Your assignment
The lines from the start of the listing through the line containing "positive clicks: (308, 139)" should be printed exactly, and no other lines should be printed.

Information provided
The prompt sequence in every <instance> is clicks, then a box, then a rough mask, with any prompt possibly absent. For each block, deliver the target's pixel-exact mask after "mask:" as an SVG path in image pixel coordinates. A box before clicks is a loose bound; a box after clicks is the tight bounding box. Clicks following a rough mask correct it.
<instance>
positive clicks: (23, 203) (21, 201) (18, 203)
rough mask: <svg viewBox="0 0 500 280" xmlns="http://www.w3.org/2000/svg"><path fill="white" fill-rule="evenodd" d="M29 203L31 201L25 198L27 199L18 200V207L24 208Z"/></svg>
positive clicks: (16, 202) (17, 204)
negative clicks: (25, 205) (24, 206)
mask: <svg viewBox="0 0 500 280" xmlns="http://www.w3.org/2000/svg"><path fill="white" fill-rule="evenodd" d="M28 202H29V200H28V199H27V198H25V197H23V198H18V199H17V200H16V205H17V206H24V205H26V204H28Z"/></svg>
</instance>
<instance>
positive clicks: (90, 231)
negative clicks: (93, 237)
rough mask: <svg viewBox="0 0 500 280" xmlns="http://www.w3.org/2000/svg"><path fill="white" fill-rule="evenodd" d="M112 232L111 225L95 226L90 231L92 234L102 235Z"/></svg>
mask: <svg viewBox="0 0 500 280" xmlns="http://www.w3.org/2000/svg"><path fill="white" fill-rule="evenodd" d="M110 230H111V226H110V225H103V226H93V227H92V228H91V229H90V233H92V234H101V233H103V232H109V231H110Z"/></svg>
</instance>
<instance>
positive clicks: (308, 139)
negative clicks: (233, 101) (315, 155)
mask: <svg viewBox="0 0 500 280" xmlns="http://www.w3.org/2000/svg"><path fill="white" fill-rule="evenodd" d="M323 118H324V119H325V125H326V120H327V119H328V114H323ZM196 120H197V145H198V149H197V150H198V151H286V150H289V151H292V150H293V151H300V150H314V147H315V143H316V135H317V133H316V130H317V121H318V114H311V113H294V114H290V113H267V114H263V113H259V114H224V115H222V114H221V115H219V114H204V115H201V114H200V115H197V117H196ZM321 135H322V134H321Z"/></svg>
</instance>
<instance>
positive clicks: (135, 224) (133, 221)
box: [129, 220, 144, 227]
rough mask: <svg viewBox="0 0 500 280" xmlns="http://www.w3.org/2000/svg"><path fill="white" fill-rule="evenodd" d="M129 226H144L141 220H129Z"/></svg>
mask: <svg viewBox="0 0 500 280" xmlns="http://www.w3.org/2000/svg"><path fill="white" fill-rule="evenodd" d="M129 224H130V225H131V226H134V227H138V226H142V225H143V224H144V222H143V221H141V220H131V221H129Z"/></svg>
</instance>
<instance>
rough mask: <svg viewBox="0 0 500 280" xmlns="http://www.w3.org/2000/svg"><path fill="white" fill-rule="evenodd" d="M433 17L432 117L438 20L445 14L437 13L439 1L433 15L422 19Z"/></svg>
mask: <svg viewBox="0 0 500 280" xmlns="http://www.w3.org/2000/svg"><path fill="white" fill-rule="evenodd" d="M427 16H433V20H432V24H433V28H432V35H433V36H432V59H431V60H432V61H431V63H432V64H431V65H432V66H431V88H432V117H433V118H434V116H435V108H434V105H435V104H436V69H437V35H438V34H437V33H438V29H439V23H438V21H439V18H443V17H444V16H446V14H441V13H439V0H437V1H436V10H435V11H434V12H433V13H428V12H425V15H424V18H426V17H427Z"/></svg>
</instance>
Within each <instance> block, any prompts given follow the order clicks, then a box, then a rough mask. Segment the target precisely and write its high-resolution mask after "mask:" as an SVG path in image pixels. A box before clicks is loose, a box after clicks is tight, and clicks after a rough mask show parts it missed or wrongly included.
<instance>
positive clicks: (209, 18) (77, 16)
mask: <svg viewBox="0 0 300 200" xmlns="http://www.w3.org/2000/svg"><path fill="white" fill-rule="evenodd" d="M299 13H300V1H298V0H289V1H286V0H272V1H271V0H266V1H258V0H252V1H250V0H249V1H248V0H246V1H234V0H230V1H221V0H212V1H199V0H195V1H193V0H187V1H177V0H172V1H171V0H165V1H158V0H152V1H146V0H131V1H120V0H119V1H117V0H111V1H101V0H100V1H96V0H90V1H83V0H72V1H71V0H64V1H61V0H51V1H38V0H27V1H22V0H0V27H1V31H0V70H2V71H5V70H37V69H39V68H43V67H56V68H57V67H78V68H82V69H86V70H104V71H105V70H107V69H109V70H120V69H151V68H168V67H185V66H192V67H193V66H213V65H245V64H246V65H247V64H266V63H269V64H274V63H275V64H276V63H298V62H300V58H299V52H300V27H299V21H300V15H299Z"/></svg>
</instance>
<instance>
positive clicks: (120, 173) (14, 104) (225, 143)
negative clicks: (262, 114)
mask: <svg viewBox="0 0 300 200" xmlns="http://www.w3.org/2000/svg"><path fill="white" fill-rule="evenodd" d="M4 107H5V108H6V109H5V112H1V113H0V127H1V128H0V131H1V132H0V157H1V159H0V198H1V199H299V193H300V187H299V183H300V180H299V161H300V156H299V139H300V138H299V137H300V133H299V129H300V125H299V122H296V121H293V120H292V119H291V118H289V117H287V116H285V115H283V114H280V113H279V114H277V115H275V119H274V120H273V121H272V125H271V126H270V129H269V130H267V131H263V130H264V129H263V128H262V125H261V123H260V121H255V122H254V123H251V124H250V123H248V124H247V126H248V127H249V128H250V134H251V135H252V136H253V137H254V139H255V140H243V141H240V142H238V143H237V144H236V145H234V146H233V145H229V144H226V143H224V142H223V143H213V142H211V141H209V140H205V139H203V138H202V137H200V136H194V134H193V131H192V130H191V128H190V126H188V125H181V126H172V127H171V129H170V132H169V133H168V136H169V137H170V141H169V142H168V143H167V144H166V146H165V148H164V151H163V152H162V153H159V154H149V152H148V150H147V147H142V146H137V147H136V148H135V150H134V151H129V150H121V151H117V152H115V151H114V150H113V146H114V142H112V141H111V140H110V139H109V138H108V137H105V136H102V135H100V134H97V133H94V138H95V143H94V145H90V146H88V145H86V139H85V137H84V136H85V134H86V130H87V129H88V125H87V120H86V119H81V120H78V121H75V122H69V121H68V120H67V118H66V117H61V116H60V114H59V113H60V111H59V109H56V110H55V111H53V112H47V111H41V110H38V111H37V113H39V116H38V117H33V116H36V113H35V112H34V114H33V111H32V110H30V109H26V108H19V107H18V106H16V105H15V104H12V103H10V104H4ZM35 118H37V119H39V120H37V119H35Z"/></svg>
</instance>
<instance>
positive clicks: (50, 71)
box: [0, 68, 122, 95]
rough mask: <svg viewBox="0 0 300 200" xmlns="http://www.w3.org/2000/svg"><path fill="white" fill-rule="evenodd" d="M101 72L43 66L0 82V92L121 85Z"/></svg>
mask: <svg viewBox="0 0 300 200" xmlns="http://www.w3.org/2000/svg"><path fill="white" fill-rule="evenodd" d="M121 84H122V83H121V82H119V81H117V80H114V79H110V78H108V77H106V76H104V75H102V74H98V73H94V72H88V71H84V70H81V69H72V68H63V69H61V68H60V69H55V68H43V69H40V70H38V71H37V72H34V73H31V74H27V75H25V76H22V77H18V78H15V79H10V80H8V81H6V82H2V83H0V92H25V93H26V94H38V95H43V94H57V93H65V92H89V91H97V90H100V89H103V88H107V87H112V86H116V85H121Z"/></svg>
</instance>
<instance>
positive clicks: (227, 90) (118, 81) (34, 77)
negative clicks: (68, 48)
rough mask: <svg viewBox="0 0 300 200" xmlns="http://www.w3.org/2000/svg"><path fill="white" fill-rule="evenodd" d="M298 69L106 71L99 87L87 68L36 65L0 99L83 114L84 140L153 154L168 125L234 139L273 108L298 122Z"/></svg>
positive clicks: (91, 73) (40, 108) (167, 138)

Exercise answer
The prompt sequence in every <instance> is clicks, then a box, then a rough mask, with any prompt possibly absent. For each block, deliver the target's pixel-exact mask after "mask:" as an SVG path in image pixel coordinates. A box before clicks is a loose bound; a box after clicks is the tight bounding box. Clicks following a rough mask correct it.
<instance>
positive clicks: (23, 203) (21, 201) (18, 203)
rough mask: <svg viewBox="0 0 500 280" xmlns="http://www.w3.org/2000/svg"><path fill="white" fill-rule="evenodd" d="M29 203L31 201L25 198L27 199L18 200V207L24 208Z"/></svg>
positive clicks: (16, 202) (17, 204)
negative clicks: (25, 205) (24, 206)
mask: <svg viewBox="0 0 500 280" xmlns="http://www.w3.org/2000/svg"><path fill="white" fill-rule="evenodd" d="M28 202H29V200H28V199H27V198H25V197H23V198H18V199H17V200H16V205H17V206H24V205H26V204H28Z"/></svg>
</instance>
<instance>
positive clicks: (90, 231)
negative clicks: (93, 237)
rough mask: <svg viewBox="0 0 500 280" xmlns="http://www.w3.org/2000/svg"><path fill="white" fill-rule="evenodd" d="M112 232L111 225L95 226L90 231L92 234L102 235Z"/></svg>
mask: <svg viewBox="0 0 500 280" xmlns="http://www.w3.org/2000/svg"><path fill="white" fill-rule="evenodd" d="M110 230H111V226H110V225H103V226H93V227H92V228H91V229H90V233H92V234H101V233H103V232H109V231H110Z"/></svg>
</instance>
<instance>
positive clicks: (308, 139)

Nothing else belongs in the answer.